───── EXTRAIT CHOISI

Enfin, les contraintes du développement durable vont peser sans doute de plus en plus sur le modèle de consommation, sinon dans le sens de l’enterrement de l’hyperconsommation (peu probable ?), du moins dans celui d’un infléchissement vers une consommation plus « verte » … C’est aussi un nouveau type de consommateur qui est en train de grandir : le consommateur écologiquement responsable capable de mettre en œuvre les « éco-gestes » susceptibles de préserver la planète (nous ne nous attarderons pas ici sur le caractère en partie illusoire d’une injonction faisant tout reposer sur l’individu isolé ; lire à ce sujet précédent texte : « Le libéralisme est-il compatible avec le développement durable ? »).

──────────
───── ENTRÉES RÉPERTORIÉES

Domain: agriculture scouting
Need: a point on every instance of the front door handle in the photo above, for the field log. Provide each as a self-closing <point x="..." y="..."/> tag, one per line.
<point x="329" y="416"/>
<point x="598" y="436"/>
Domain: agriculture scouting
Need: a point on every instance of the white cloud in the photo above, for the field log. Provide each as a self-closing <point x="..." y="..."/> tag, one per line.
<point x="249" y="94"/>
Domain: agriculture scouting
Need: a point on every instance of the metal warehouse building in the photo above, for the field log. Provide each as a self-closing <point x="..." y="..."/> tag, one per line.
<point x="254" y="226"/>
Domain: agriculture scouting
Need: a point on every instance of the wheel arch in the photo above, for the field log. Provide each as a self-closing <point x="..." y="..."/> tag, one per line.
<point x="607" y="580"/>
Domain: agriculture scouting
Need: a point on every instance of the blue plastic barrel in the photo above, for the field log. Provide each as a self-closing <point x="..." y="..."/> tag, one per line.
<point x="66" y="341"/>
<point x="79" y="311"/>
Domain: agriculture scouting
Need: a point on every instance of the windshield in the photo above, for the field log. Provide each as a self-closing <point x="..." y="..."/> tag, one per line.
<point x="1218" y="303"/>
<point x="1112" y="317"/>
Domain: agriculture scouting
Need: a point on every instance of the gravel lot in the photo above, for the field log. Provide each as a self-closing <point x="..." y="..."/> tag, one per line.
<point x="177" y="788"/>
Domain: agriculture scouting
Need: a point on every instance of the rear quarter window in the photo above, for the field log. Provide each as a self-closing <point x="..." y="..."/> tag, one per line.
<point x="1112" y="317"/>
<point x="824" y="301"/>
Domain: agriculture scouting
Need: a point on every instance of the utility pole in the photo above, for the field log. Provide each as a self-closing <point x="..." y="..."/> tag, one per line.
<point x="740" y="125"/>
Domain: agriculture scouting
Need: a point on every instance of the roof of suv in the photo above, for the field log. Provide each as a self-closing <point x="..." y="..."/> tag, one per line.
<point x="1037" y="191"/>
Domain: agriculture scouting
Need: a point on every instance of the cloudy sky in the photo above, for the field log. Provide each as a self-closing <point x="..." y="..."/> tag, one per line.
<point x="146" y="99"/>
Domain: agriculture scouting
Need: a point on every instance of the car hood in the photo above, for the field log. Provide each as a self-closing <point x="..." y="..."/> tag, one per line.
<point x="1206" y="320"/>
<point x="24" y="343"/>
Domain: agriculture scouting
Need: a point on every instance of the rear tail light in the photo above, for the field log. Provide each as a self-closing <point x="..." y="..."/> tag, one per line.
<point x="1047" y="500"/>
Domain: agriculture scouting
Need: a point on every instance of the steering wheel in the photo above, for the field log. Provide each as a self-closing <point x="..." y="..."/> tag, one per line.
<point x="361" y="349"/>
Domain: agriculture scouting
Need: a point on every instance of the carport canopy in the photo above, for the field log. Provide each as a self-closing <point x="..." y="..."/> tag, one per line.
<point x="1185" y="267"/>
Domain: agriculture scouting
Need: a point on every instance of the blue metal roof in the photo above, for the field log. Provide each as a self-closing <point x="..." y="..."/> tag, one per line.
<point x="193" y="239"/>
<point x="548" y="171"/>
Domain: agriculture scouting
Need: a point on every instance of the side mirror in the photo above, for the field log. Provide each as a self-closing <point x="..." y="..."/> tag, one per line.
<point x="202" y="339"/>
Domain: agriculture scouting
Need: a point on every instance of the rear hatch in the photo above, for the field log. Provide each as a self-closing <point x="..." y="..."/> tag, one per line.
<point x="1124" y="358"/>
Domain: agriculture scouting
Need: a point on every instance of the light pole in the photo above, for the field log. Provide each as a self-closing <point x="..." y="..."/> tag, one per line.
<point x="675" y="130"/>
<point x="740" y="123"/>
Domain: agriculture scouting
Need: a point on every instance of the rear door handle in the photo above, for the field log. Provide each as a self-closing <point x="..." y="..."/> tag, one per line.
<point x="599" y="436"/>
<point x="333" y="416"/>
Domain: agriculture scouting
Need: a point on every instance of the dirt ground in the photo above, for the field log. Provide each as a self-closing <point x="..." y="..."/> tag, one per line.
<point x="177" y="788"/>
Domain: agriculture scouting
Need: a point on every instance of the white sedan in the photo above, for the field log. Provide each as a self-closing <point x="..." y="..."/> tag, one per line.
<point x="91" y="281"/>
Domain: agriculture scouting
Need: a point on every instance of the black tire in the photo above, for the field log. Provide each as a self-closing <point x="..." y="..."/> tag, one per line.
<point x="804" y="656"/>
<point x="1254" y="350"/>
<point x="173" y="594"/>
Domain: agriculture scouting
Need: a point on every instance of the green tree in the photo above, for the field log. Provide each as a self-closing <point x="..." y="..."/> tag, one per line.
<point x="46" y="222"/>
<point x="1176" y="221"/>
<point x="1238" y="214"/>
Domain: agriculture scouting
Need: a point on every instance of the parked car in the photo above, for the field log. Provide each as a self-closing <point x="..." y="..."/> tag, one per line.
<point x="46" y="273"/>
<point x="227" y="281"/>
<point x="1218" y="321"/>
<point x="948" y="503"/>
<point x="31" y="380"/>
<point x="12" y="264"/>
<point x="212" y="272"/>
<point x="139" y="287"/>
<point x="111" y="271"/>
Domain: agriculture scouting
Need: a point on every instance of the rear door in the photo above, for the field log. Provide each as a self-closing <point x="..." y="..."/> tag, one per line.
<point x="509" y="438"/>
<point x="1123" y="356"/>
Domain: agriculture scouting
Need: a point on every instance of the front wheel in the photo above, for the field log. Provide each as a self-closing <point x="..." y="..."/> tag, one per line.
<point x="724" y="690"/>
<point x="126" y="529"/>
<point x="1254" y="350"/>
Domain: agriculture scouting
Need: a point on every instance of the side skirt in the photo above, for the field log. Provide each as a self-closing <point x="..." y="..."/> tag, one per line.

──────────

> [À FAIRE]:
1) D'après l'extrait, pourquoi l'injonction aux « éco-gestes » est-elle en partie illusoire ? Répondez en une à trois phrases, s'il vous plaît.
2) Extrayez des entrées chaque ligne contenant le mot « white », en respectant la casse.

> [RÉPONSES]:
1) Elle est en partie illusoire parce qu'elle fait tout reposer sur l'individu isolé.

2)
Need: a point on every instance of the white cloud in the photo above, for the field log. Provide each as a self-closing <point x="..." y="..."/> tag, one per line.
Need: a point on every instance of the white sedan in the photo above, for the field log. Provide each as a self-closing <point x="..." y="..."/> tag, one per line.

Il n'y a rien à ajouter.